Reproduce the data from its first line through the line containing "<point>371,185</point>", replacing "eyeglasses" with "spectacles" and leaving everything else unchanged. Omit the pictures from the output.

-- BEGIN Records for the task --

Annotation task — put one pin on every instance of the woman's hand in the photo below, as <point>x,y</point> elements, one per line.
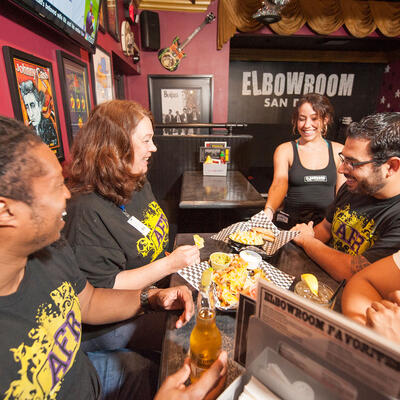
<point>306,232</point>
<point>183,256</point>
<point>174,298</point>
<point>209,386</point>
<point>268,211</point>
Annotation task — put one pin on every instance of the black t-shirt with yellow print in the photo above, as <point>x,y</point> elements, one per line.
<point>365,225</point>
<point>103,240</point>
<point>40,332</point>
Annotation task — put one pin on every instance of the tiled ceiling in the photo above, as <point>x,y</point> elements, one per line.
<point>175,5</point>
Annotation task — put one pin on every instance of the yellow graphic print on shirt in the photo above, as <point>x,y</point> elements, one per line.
<point>154,243</point>
<point>352,233</point>
<point>54,343</point>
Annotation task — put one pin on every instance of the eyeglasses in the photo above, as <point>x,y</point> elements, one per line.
<point>353,164</point>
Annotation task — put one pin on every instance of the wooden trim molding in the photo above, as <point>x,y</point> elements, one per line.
<point>310,55</point>
<point>175,5</point>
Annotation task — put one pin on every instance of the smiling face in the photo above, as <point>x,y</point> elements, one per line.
<point>33,109</point>
<point>143,146</point>
<point>367,179</point>
<point>49,200</point>
<point>309,124</point>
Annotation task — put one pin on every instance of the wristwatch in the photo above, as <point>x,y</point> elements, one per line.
<point>144,297</point>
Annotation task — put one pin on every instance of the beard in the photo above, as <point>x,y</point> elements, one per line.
<point>371,185</point>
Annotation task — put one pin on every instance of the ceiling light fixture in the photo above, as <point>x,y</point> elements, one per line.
<point>270,11</point>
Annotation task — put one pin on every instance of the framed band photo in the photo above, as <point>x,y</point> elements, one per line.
<point>181,99</point>
<point>103,17</point>
<point>112,19</point>
<point>101,68</point>
<point>33,96</point>
<point>74,82</point>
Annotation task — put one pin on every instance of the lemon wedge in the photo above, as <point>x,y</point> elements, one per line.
<point>311,281</point>
<point>206,278</point>
<point>198,241</point>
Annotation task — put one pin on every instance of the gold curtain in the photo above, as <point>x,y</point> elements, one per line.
<point>323,16</point>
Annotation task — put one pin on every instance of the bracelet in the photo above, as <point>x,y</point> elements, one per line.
<point>270,208</point>
<point>144,298</point>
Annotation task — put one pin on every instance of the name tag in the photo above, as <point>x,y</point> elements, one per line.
<point>315,178</point>
<point>142,228</point>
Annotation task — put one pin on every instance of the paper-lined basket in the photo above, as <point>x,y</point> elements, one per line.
<point>260,220</point>
<point>192,274</point>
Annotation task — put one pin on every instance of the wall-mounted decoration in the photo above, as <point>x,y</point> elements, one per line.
<point>171,56</point>
<point>33,97</point>
<point>103,17</point>
<point>112,19</point>
<point>75,92</point>
<point>181,99</point>
<point>267,92</point>
<point>101,67</point>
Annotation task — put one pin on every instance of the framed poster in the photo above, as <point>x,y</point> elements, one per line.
<point>102,81</point>
<point>75,92</point>
<point>103,17</point>
<point>112,19</point>
<point>181,99</point>
<point>33,96</point>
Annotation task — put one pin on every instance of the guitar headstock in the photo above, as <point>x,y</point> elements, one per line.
<point>210,18</point>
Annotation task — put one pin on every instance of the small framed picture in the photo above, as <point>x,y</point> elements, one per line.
<point>181,99</point>
<point>112,19</point>
<point>33,96</point>
<point>75,92</point>
<point>103,17</point>
<point>101,67</point>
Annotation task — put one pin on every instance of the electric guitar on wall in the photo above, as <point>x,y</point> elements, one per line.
<point>171,56</point>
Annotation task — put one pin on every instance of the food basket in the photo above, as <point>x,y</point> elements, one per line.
<point>192,274</point>
<point>258,220</point>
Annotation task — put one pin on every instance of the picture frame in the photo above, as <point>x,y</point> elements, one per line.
<point>112,19</point>
<point>74,81</point>
<point>181,99</point>
<point>33,96</point>
<point>102,76</point>
<point>103,17</point>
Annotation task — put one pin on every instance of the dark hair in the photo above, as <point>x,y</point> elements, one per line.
<point>27,87</point>
<point>320,104</point>
<point>383,132</point>
<point>102,152</point>
<point>17,163</point>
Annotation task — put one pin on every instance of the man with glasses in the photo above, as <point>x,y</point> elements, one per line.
<point>363,224</point>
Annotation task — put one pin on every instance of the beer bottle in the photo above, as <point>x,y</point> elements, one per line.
<point>205,339</point>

-- END Records for the task --

■ Completed exercise:
Annotation task — put one pin on every instance of the woman's hand in the photo below, as <point>x,y</point> elements, one per line.
<point>306,232</point>
<point>183,256</point>
<point>174,298</point>
<point>209,386</point>
<point>268,211</point>
Annotation task — put one pin on every instance of the black t-shirt with yellow print in the photo above, as <point>x,y</point> elements, one per line.
<point>365,225</point>
<point>103,240</point>
<point>40,332</point>
Annotation task — put one pin on every instance of the tiled ceiling in the photo above, as <point>x,y</point> elements, one per line.
<point>175,5</point>
Annotation task — put one pin on every instance of the yellow graphic print on shirt in the photo above, as <point>x,y</point> elements, one per line.
<point>154,243</point>
<point>352,233</point>
<point>54,343</point>
Annotation task — put one pin on every instance of the spectacles in the photo above, as <point>x,y</point> elements, one per line.
<point>353,164</point>
Annotation task — put one pin on every instance of the wooden trim molding in the photo above, as <point>x,y</point> elements, one per line.
<point>310,55</point>
<point>175,5</point>
Annotation task — put one pin on every instance of the smiling face in the photo above, as <point>x,y</point> elements, one per line.
<point>33,109</point>
<point>143,146</point>
<point>367,179</point>
<point>49,200</point>
<point>309,124</point>
Annotation task — put one pin on every instance of the wristwatch in the photo above, as <point>x,y</point> elements, one per line.
<point>144,297</point>
Annotation task — put one pin on every instance of the beard in the photo above, as <point>x,y</point> elements, one per line.
<point>371,185</point>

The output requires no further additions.